Extrait du document
* * * *

50Brigitte Chapelain : Est-ce que vous voyez se développer avec le numérique de nouvelles formes d’érudition ?
51William Marx : Pour le coup, la numérisation des textes fait que des recherches qui auparavant auraient demandé des années de recherche, une vie complète, maintenant se font en quelques clics. En cherchant les occurrences d’un mot dans un corpus donné, vous avez tout de suite des résultats, des chiffres, des statistiques, même si ce n’est pas toujours facilement exploitable.
52Brigitte Chapelain : Par exemple, vos recherches sur l’intertextualité…
53William Marx : Oui, l’intertextualité, justement. Dans mon premier cours au Collège de France, « Construire, déconstruire la bibliothèque », j’ai travaillé sur les occurrences de l’expression « les étoiles nouvelles ». Il s’agissait pour moi juste d’une digression. Dans ce cas, Internet m’a été utile pour trouver en quelques instants ces occurrences dans différentes langues. Les bases de données permettent d’accomplir en un éclair des recherches menées autrefois avec des fiches manuscrites accumulées toute une vie durant, au bout desquelles on pouvait enfin soutenir sa thèse d’État. Aussi ce type de recherche est-il un peu dévalué maintenant ; le chercheur est obligé d’aller un peu plus loin, ce qui n’est pas si mal. Récolter les données ne suffit pas, il faut savoir interpréter et poser les bonnes questions.
54Brigitte Chapelain : Avec le numérique, les jeunes pratiquent de nouvelles formes d’expression (jeux vidéo, fan-fictions, webséries, machinimas, etc.) et échangent des techniques, des coups, travaillent autour des personnages, inventent des histoires, des dialogues. Ne pensez-vous pas qu’il y a là chez ces jeunes amateurs presque experts de nouvelles formes d’érudition ?
55William Marx : Pour ma part, j’appartiens encore à une génération qui a connu le monde non virtuel. Les générations plus récentes parfois se contentent du virtuel et ne connaissent presque que lui. Je ne pratique pas les jeux vidéo, mais je sais qu’ils concernent une partie importante de la jeunesse, jusqu’aux trentenaires et quarantenaires. Il y a là, j’en suis persuadé, des expériences de la fiction et de la communauté en ligne qui demandent des analyses approfondies. Certains pourraient avoir tendance à mépriser ce type d’expérience, mais ce n’est pas mon cas. Je reconnais seulement mon ignorance en ce domaine. Un jour peut-être devrais-je faire l’effort d’entrer dans ce monde et de voir ce qui s’y passe, ne serait-ce que parce que ces mondes numériques sont des concurrents directs de la littérature, de l’expérience fictionnelle. Il y a l’expérience littéraire, il y a eu le théâtre, le cinéma, et maintenant il y a les jeux vidéo.
56Brigitte Chapelain : Vous évoquiez au début de notre entretien la présence d’érudits amateurs à côté des érudits professionnels. Pourriez-vous nous en dire davantage à ce sujet ?

* * * *

Données
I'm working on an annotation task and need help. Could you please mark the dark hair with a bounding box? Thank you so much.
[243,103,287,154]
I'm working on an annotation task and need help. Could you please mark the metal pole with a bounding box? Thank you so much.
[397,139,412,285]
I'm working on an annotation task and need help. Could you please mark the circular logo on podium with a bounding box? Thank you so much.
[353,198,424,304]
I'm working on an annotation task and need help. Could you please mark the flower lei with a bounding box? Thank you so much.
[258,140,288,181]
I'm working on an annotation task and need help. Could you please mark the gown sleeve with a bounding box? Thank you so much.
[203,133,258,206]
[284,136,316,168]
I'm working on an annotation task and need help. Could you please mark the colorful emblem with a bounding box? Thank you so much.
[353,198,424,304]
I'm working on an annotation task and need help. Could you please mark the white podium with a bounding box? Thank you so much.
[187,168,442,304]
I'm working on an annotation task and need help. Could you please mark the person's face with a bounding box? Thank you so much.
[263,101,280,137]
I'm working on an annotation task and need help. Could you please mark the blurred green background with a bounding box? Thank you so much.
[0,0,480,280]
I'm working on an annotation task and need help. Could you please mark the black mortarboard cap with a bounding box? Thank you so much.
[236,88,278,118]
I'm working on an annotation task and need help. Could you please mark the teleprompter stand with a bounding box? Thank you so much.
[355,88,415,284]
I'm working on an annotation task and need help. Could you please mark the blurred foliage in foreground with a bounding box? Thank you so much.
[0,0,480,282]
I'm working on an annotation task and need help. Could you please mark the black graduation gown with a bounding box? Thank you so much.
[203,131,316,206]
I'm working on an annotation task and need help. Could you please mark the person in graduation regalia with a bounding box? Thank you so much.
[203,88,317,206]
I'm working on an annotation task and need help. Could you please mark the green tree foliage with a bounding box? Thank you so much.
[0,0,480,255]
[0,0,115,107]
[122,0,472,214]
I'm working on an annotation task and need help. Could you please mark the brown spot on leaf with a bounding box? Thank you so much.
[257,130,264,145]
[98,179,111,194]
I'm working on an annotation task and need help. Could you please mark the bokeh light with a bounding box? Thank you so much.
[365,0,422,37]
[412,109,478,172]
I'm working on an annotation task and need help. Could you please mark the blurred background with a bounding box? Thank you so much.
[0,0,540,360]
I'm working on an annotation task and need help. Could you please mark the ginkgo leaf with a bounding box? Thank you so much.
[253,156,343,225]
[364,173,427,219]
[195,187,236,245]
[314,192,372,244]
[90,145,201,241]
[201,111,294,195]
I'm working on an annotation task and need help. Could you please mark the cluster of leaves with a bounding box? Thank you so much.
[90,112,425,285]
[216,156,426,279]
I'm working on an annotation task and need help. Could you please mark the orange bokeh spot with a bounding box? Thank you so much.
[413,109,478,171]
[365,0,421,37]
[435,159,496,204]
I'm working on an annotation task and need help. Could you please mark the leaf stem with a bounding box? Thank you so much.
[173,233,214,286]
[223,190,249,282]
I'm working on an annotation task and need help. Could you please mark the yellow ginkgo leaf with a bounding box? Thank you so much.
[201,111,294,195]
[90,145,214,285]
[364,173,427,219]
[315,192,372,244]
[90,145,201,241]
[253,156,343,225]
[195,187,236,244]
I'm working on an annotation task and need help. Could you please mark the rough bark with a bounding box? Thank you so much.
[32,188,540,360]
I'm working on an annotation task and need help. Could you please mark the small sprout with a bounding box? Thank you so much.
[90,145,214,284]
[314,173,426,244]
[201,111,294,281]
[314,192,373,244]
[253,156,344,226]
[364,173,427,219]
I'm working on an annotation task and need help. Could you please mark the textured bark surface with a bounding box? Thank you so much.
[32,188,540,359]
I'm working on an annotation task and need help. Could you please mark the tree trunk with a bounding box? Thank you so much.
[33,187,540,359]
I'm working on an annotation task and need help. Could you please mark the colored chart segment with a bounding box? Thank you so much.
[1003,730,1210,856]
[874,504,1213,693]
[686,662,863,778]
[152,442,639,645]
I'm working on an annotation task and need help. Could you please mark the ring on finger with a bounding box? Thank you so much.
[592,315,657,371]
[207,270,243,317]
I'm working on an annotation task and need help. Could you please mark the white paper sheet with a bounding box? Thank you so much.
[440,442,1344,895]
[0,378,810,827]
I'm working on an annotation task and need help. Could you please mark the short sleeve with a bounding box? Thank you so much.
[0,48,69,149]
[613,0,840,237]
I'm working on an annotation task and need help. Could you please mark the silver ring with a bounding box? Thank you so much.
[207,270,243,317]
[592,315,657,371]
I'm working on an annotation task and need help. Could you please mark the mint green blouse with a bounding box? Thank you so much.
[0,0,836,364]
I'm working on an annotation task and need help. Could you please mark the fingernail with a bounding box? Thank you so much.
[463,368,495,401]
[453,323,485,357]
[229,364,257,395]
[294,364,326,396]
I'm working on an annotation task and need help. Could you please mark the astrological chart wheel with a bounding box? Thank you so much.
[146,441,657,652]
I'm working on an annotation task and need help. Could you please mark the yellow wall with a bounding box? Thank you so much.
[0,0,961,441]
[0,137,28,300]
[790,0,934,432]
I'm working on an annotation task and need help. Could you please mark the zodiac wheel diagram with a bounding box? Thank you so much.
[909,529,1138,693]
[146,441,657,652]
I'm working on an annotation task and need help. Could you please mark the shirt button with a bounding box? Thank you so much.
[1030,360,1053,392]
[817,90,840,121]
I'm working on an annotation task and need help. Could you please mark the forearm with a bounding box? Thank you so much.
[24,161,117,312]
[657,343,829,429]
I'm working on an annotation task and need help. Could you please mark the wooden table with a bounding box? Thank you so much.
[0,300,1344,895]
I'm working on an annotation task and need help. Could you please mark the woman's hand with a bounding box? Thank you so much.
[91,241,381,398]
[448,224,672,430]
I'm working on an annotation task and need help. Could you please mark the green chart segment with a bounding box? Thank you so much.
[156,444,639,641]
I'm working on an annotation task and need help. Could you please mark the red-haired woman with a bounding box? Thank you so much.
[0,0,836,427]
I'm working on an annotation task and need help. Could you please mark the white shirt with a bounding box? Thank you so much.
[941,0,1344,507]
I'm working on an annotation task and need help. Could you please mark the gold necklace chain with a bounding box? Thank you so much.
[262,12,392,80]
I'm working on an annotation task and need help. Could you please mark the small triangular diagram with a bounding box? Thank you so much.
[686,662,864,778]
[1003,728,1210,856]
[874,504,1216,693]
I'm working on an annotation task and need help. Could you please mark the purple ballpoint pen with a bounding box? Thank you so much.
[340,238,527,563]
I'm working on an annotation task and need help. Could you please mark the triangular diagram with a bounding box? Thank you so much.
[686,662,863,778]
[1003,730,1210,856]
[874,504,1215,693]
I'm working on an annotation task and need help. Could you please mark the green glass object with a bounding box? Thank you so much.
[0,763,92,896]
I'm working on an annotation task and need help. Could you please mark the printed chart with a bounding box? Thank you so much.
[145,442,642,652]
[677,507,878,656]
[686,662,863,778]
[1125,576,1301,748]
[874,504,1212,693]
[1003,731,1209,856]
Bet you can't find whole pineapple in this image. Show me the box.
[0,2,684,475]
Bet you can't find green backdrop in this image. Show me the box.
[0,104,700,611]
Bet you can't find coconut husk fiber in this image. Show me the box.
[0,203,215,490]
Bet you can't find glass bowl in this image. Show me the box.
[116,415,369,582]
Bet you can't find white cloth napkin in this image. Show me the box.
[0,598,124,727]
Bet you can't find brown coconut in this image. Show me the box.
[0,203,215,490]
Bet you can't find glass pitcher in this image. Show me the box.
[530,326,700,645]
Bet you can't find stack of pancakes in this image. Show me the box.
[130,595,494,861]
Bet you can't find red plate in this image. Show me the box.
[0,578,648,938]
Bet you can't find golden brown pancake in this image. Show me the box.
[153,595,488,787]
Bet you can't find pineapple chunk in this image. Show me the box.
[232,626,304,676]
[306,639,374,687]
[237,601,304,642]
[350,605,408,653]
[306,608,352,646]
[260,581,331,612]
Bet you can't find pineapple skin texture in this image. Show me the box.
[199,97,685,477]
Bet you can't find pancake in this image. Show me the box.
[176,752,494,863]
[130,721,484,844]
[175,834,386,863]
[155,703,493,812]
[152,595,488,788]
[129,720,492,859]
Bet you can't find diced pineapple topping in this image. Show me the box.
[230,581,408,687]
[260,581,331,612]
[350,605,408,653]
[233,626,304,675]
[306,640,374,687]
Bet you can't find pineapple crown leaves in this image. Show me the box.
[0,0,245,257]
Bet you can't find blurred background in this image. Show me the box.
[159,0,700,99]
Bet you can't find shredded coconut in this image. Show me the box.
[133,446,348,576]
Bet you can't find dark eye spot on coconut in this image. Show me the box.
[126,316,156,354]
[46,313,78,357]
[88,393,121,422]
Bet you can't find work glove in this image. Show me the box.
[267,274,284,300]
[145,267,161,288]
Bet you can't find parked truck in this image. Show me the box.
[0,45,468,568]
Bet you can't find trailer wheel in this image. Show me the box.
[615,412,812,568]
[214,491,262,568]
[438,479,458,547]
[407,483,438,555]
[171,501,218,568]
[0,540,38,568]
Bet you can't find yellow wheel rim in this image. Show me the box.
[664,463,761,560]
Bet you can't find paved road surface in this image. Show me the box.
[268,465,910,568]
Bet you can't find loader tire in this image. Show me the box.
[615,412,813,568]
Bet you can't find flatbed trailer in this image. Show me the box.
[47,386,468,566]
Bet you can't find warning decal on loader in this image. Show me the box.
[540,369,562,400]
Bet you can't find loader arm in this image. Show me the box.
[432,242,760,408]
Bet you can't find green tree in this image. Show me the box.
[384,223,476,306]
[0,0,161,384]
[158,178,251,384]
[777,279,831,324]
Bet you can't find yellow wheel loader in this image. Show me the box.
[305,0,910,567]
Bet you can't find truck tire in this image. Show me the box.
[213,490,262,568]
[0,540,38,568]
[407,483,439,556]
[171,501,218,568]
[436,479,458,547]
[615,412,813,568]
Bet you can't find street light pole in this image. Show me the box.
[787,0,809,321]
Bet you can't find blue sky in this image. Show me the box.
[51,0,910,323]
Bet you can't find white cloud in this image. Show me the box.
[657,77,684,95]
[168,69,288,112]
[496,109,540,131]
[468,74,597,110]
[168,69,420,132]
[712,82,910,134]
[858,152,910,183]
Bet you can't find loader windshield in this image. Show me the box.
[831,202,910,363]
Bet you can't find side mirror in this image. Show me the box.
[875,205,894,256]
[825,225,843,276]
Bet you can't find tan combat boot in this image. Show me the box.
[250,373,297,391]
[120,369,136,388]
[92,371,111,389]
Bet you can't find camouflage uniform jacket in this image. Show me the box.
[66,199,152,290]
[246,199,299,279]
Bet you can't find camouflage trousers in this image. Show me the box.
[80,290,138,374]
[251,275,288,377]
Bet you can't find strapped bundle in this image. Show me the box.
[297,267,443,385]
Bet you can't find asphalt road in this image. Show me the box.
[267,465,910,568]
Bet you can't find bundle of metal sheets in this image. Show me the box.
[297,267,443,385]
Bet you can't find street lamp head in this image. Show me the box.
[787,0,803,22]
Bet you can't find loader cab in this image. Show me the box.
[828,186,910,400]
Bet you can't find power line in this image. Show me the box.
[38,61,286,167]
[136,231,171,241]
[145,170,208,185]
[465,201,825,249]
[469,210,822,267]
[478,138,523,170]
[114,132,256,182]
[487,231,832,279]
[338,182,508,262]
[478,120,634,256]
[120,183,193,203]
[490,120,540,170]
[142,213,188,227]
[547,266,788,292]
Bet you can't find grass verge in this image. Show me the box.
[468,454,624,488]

* * * *

Travail demandé
- 1) Pouvez-vous recopier mot pour mot le passage de l'entretien sur le numérique qui va de « 56Brigitte Chapelain : Vous » à « à ce sujet ? » ?
- 2) Pourriez-vous condenser sous forme de liste le paragraphe de l'entretien sur le numérique qui commence par « Oui, l'intertextualité, justement », en conservant ses faits essentiels ?

Réponses
- 1)
56Brigitte Chapelain : Vous évoquiez au début de notre entretien la présence d’érudits amateurs à côté des érudits professionnels. Pourriez-vous nous en dire davantage à ce sujet ?

- 2)
- Dans mon premier cours au Collège de France, « Construire, déconstruire la bibliothèque », j'ai étudié, en simple digression, les occurrences de l'expression « les étoiles nouvelles ».
- Internet m'a permis de trouver en quelques instants ces occurrences dans différentes langues.
- Les bases de données font en un éclair des recherches qui exigeaient autrefois des fiches manuscrites accumulées toute une vie, avant de pouvoir soutenir sa thèse d'État.
- Ce type de recherche est donc un peu dévalué, et le chercheur doit aller plus loin.
- Récolter les données ne suffit pas : il faut savoir interpréter et poser les bonnes questions.